DATA
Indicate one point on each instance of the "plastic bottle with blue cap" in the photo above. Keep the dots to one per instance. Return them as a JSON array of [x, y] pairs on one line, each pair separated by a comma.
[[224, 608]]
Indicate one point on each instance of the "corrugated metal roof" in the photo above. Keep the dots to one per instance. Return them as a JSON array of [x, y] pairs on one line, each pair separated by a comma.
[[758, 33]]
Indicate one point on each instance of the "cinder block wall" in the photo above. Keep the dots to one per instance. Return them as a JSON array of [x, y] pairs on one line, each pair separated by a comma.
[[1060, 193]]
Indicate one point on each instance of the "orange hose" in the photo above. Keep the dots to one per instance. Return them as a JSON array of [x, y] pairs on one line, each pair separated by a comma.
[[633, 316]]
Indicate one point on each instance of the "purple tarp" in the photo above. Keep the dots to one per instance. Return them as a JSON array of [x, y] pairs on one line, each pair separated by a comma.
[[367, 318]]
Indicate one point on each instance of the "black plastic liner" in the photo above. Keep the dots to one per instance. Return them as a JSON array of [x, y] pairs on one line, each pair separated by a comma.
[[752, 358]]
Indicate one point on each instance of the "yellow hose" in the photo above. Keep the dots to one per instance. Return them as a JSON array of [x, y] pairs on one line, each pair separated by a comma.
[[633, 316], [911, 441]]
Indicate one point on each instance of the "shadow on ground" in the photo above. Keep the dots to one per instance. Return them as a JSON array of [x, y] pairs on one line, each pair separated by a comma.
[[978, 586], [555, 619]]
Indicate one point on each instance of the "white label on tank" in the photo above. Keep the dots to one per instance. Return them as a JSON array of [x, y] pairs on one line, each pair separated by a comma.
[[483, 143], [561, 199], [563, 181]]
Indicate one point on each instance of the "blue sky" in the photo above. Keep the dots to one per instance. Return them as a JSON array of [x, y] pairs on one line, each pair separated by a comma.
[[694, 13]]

WRITTEN TASK
All of the data above should be transcribed exactly.

EXERCISE SOLUTION
Indicate one point on each instance of the "plastic bottle with blue cap" in the photo above. Keep the dots to one per instance. Return them as a JSON array of [x, y] pairs on one line, each pair separated by a comma.
[[224, 608]]
Indicate one point on each instance of the "corrugated metal roof" in the photo above. Keep the dots to one per instance. Return them as a JSON array of [x, y] pairs on one line, each pair separated by a comma.
[[758, 33]]
Indicate one point on each instance of the "cinder block wall" in the photo above. Keep the dots to one per instance. Return them as a JSON array of [x, y] pairs on one line, each pair separated by a comma.
[[1060, 193]]
Indicate one point on each instance of the "orange hose" in the photo above. Keep the dots to one per instance. Return them as a JSON array of [x, y] pairs on one line, each pair separated by a comma.
[[633, 316]]
Indicate one point on each instance of the "purple tarp" in the photo above. Keep the dots to one per instance. Return them as a JSON array of [x, y] pairs on one line, each pair separated by a comma.
[[367, 318]]
Indicate one point on each instance of the "black plastic liner" in the photo above. Keep the dots to one per instance. Return them as a JSON array of [x, y] pairs on one line, each pair separated by a comma.
[[752, 358]]
Indicate one point on each instance of the "yellow hose" in the photo above. Keep the dots to one per instance. Return them as a JSON array of [x, y] pairs on one line, each pair separated by a comma.
[[633, 316], [911, 441]]
Indicate one point on each instance of the "shadow on ground" in the photo above. Keep the dots to one per instance. Return them as a JSON array of [x, y] pairs on one line, each pair separated by a comma.
[[978, 586], [555, 619]]
Indicate one point on each instance of the "white label on tank" in the photo above. Keep the dots to one per instance. Return them as a JSON array of [x, y] pairs on one line, each pair separated by a comma.
[[483, 143], [561, 199], [563, 181]]
Indicate one point on each instance of the "blue sky" in the photo above. Keep the dots to one per instance. Return them as a JSON array of [x, y] pairs on one line, each pair separated by a comma.
[[694, 13]]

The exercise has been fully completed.